» **WHAT IS EXPECTED**
Copy all records precisely, apart from the pictures.

» **EXERCISE INPUT**
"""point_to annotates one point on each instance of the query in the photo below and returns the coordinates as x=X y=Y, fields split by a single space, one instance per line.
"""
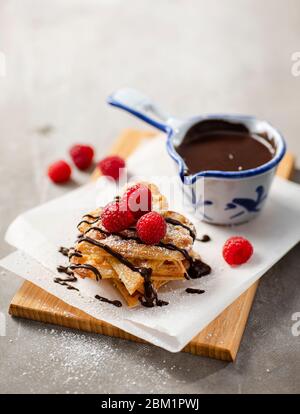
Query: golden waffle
x=120 y=257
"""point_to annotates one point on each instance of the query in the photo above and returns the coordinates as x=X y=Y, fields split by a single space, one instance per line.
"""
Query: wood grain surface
x=220 y=339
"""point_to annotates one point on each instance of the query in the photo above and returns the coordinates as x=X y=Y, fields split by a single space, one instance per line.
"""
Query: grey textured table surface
x=62 y=58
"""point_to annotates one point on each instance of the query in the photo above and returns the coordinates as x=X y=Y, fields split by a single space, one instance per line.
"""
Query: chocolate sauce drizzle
x=150 y=295
x=191 y=290
x=64 y=251
x=88 y=267
x=196 y=269
x=116 y=303
x=65 y=281
x=91 y=216
x=75 y=253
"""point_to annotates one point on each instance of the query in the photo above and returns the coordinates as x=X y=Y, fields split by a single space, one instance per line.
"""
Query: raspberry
x=237 y=250
x=116 y=217
x=151 y=228
x=111 y=166
x=59 y=172
x=82 y=156
x=138 y=199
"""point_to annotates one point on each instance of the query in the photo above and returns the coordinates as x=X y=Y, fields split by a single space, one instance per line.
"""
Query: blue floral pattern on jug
x=248 y=205
x=203 y=204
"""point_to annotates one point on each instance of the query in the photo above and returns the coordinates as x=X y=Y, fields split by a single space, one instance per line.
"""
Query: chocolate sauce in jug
x=223 y=146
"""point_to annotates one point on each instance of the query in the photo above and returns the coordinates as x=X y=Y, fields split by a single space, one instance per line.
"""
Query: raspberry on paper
x=237 y=250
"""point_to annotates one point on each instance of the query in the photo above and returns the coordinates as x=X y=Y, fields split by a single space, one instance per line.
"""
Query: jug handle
x=143 y=108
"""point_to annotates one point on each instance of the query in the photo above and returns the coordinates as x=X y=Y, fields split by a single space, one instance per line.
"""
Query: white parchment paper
x=38 y=233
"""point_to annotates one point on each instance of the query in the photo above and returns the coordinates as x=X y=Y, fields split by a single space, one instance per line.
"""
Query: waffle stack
x=135 y=269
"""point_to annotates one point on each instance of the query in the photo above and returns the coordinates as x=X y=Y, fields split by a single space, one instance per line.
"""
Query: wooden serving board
x=220 y=339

» **TASK SOLUTION**
"""point_to annotates one point on each instance of the query in the photo below and returns the coordinates as x=X y=Y, fields split by a single space, one instance per line.
"""
Query: golden waffle
x=120 y=257
"""point_to annotates one point on each instance of the query in the photo above and returns the coordinates as x=X y=Y, fields split by a single space, one instance per line.
"""
Query: wood grain surface
x=220 y=339
"""point_to annotates one point on each instance of the query in the photo above and returns the coordinates as x=X y=Y, fields split by a single space, one instance per line.
"""
Query: grey textured table surface
x=62 y=58
"""point_to annotates one point on each instance of the query in the photo above and returns the coordinates as x=X y=Y, fields split by a single space, one instance per line.
"""
Query: chocolate sauce drizzle
x=150 y=295
x=191 y=290
x=64 y=251
x=88 y=267
x=196 y=269
x=116 y=303
x=65 y=281
x=91 y=216
x=75 y=253
"""point_to annotates one point on each instance of the query in the photo above and returns the coordinates as x=X y=Y, fields split by a single space, one instance per line.
"""
Query: raspberry
x=237 y=250
x=116 y=217
x=151 y=228
x=111 y=166
x=59 y=172
x=82 y=156
x=138 y=199
"""point_to annotates one point on each instance of the query in the photo above and returns the coordinates as x=X y=Y, fields split by a single space, one instance per line.
"""
Query: blue floral pattern on jug
x=248 y=205
x=203 y=204
"""point_to annotates one point on each instance of the query in the photo above and returns the coordinates as x=X y=Y, fields split by a single space, one instance per line.
"""
Query: chocolate sauce in jug
x=223 y=146
"""point_to annotates one point on each instance of the query in the photo above and returns the coordinates as x=X y=Y, fields split by a single space, one instance per line.
"""
Query: raspberry on paper
x=237 y=250
"""point_to annotates one point on each instance of the query in the photo above and returns the coordinates as x=X y=Y, fields split by a single space, one instance per line.
"""
Query: jug handle
x=143 y=108
"""point_to annotates one point on each instance of the query in the photo above and returns the coordinates as x=X y=Y, fields split by a single space, one instance per line.
"""
Query: white parchment paper
x=38 y=233
"""point_to annotates one point on each instance of the query in the photo above and returns the coordinates as x=X y=Y, fields split by a single space, one instance per line.
"""
Query: waffle stack
x=135 y=269
"""point_to annotates one point on each instance of the query in the photo above and returns the coordinates as x=X y=Y, fields split by a single space, one instance per line.
"""
Query: wooden serving board
x=220 y=339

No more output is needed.